▸ **Stated exercise**
Pictures in the data below are not part of the copy; transcribe everything else exactly.
[start of Provided data]
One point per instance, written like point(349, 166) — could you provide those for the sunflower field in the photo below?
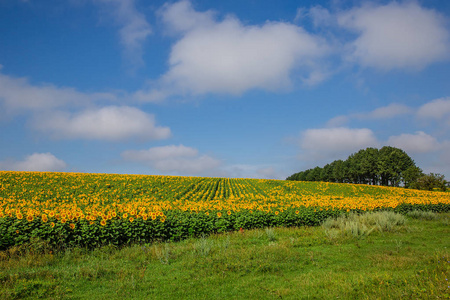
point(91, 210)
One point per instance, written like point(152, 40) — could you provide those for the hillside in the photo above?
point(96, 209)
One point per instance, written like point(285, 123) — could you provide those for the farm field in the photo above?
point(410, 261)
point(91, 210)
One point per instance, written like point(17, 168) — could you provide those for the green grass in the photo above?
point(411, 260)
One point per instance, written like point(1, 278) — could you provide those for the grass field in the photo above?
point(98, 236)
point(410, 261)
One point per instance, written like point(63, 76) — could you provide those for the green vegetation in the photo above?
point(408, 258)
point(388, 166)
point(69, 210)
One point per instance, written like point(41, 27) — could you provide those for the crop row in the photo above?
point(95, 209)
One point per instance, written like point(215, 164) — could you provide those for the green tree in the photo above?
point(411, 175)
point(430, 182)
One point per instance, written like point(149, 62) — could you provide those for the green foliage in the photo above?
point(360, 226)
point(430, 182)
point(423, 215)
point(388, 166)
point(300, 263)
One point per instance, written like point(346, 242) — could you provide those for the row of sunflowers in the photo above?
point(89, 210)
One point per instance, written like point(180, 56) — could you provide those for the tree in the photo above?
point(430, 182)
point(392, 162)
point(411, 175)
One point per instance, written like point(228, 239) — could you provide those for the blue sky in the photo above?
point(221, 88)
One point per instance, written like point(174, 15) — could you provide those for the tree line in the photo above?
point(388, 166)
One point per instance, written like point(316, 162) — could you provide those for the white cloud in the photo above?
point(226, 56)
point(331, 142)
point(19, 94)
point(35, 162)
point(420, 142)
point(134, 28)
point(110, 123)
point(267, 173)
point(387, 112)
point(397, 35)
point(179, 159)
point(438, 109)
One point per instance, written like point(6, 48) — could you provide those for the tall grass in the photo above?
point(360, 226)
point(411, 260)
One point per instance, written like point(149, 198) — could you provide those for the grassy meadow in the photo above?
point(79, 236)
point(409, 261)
[end of Provided data]
▸ **Exercise answer**
One point per instance, written like point(349, 166) — could you provide those for the sunflower field in the photo below?
point(91, 210)
One point per instance, written like point(152, 40) — could you provide those for the hillside in the photo above?
point(96, 209)
One point per instance, written like point(285, 123) — could you provide those for the farm field in the photo above?
point(410, 261)
point(91, 210)
One point per instance, written like point(17, 168) — could you provide those for the green grass in the photo above?
point(411, 260)
One point per instance, written like point(1, 278) — could you provide those for the grass field in the photo above?
point(98, 236)
point(410, 261)
One point per instance, written like point(63, 76) — could you provide those for the green vegetation in the photo above?
point(408, 258)
point(388, 166)
point(69, 210)
One point per instance, written like point(41, 27) — could you provide those for the crop row in the photo above?
point(95, 209)
One point per instance, written like point(215, 164) — could you provide those for the green tree in the photo above?
point(411, 175)
point(430, 182)
One point per instance, written like point(149, 62) — could you provide those for the green foliage in the photo above?
point(360, 226)
point(430, 182)
point(423, 215)
point(388, 166)
point(300, 263)
One point per instance, written like point(346, 242) — could you provide those for the row of sunflowers in the photo above?
point(89, 210)
One point per instance, written like point(180, 56) — could you provide those for the tree in the photo above?
point(430, 182)
point(392, 162)
point(411, 175)
One point per instance, written like point(228, 239) — could you provide those for the blue sky in the photo above?
point(221, 88)
One point per instance, written like point(174, 15) — could you provide those for the tree line in the photo above?
point(388, 166)
One point per instance, written like point(316, 162) — could you provide those for the white cloud in the photo above?
point(226, 56)
point(331, 142)
point(19, 94)
point(35, 162)
point(420, 142)
point(134, 28)
point(110, 123)
point(267, 173)
point(387, 112)
point(397, 35)
point(179, 159)
point(438, 109)
One point per instance, written like point(6, 48) — could you provide those for the tall grass in the photo above?
point(360, 226)
point(411, 260)
One point per instance, written like point(149, 198) — could you provide those for the grassy meadow in the photo above?
point(79, 236)
point(409, 261)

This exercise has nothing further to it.